_Teks Bacaan:_
= = =

Sejak didirikan pada tahun 2011, SMISC telah dicurigai melakukan aktivitas-aktivitas tersembunyi, tetapi Waltzman berdalih jika programmya itu untuk “mengembangkan ilmu-pengetahuan terkini mengenai jaringan sosial yang dibangun di atas basis teknologi baru.” Kalimat ini jelas-jelas dapat ditafsirkan berbeda, tetapi tidak mungkin DARPA hanya membangun sebuah database statis tanpa benar-benar mengembangkan sarana untuk menggunakannya demi keuntungan mereka dalam satu atau beberapa cara.

Contohnya, DARPA telah melakukan studi yang panjang termasuk satu meneliti bagaimana aktivis Occupy Movement (OM) menggunakan Twitter untuk mengorganisir diri dan menganalisis penyebaran informasi antara aktivis OM dengan orang-orang yang mengaku tinggal di Timur Tengah.

Sekali lagi, DARPA berdalih penelusuran mereka itu karena beberapa orang diantara aktivis OM (terutama yang di Timur Tengah) berpotensi dapat membahayakan Amerika Serikat.

= = =

_Soal:_
1. Pada tahun berapa SMISC didirikan menurut teks bacaan?
2. Berdasarkan teks bacaan, apa alasan DARPA menelusuri aktivis Occupy Movement? Jelaskan dalam satu sampai tiga kalimat.
3. Tuliskan kembali tanpa perubahan bagian teks bacaan dari "Sekali lagi, DARPA" sampai "membahayakan Amerika Serikat.".

[Entri anotasi titik pada gambar]

= = =

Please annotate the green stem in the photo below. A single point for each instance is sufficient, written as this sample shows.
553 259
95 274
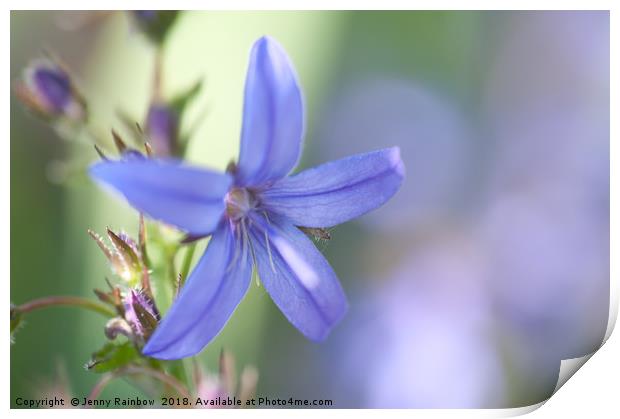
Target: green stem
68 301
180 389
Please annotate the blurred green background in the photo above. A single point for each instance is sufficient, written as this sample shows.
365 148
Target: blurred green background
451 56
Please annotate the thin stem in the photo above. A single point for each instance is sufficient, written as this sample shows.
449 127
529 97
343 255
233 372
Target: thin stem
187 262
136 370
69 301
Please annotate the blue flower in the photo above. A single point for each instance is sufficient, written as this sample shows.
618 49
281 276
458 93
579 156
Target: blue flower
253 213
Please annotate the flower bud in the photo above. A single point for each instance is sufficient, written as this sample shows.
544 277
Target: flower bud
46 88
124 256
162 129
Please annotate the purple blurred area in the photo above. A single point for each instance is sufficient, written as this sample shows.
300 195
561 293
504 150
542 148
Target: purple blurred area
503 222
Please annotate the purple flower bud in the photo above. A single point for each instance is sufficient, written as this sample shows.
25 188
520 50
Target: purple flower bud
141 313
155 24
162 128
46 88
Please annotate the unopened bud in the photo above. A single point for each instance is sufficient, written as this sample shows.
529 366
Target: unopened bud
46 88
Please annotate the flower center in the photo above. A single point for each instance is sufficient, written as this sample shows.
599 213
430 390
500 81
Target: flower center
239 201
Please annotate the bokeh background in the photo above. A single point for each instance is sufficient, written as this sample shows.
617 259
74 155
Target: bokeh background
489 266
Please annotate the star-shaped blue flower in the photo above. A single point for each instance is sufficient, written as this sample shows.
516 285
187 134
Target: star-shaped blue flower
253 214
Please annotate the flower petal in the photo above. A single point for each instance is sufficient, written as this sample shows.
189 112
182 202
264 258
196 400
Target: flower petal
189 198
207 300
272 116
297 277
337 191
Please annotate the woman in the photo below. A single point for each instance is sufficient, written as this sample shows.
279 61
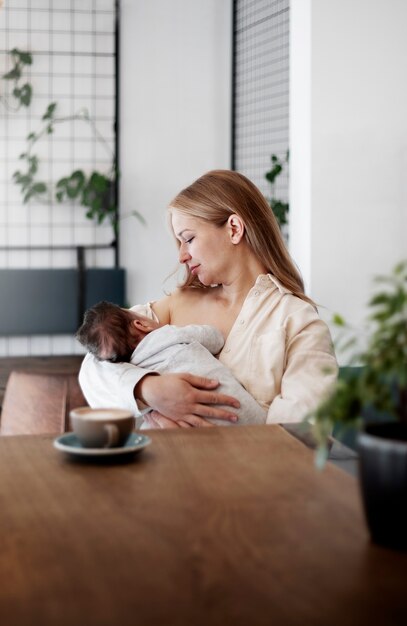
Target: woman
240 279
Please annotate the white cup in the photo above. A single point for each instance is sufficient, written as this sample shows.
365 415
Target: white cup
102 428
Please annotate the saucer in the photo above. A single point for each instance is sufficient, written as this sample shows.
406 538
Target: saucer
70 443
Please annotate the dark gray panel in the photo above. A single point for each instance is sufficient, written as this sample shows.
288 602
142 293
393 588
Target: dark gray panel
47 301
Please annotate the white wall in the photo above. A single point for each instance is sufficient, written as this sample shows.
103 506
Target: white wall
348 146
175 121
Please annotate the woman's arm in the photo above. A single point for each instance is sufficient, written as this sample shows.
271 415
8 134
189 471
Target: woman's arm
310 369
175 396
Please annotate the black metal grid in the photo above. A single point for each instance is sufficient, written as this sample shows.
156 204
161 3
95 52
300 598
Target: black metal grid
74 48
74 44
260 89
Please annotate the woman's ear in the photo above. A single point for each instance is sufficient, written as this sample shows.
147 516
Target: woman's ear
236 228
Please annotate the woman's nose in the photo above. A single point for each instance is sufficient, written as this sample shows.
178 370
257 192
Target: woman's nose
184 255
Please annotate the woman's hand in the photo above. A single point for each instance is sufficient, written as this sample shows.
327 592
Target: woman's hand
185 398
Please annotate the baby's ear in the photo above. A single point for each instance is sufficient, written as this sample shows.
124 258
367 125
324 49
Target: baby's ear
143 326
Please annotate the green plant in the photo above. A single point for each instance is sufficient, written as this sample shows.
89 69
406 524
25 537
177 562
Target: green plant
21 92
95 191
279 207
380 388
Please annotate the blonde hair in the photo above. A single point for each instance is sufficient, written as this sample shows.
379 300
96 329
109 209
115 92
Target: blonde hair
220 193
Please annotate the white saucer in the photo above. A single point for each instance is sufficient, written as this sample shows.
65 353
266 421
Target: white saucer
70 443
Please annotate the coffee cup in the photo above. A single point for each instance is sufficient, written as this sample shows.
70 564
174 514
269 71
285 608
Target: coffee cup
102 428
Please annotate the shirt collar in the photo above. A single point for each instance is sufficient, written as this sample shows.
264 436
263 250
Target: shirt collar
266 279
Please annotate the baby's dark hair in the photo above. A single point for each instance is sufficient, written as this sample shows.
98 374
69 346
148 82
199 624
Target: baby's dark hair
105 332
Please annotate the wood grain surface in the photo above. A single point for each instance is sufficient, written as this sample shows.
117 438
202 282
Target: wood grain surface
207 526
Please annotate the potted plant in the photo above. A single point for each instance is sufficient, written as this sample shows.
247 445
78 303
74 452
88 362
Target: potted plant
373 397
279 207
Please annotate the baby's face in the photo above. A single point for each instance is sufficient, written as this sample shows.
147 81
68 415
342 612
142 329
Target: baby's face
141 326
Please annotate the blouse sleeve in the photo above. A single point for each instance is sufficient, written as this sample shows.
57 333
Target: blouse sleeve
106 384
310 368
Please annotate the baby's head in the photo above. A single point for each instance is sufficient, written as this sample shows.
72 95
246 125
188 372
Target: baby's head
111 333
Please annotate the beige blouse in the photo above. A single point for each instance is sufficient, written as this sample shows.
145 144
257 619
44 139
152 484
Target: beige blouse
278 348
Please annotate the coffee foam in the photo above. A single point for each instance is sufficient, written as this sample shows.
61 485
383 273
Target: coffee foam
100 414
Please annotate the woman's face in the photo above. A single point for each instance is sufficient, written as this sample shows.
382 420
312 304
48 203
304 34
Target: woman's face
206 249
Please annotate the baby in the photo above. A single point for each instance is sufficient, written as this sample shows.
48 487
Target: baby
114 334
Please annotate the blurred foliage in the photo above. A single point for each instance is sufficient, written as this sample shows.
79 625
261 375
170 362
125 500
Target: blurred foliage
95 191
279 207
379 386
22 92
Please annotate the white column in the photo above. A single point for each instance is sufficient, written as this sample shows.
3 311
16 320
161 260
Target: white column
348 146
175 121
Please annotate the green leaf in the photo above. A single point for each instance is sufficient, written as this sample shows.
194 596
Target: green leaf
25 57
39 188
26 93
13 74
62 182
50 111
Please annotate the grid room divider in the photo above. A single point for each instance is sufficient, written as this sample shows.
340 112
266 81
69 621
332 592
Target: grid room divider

= = =

_Jawaban Tertulis:_
1. SMISC didirikan pada tahun 2011.

2. DARPA berdalih bahwa beberapa orang di antara aktivis Occupy Movement, terutama yang berada di Timur Tengah, berpotensi dapat membahayakan Amerika Serikat.

3.
Sekali lagi, DARPA berdalih penelusuran mereka itu karena beberapa orang diantara aktivis OM (terutama yang di Timur Tengah) berpotensi dapat membahayakan Amerika Serikat.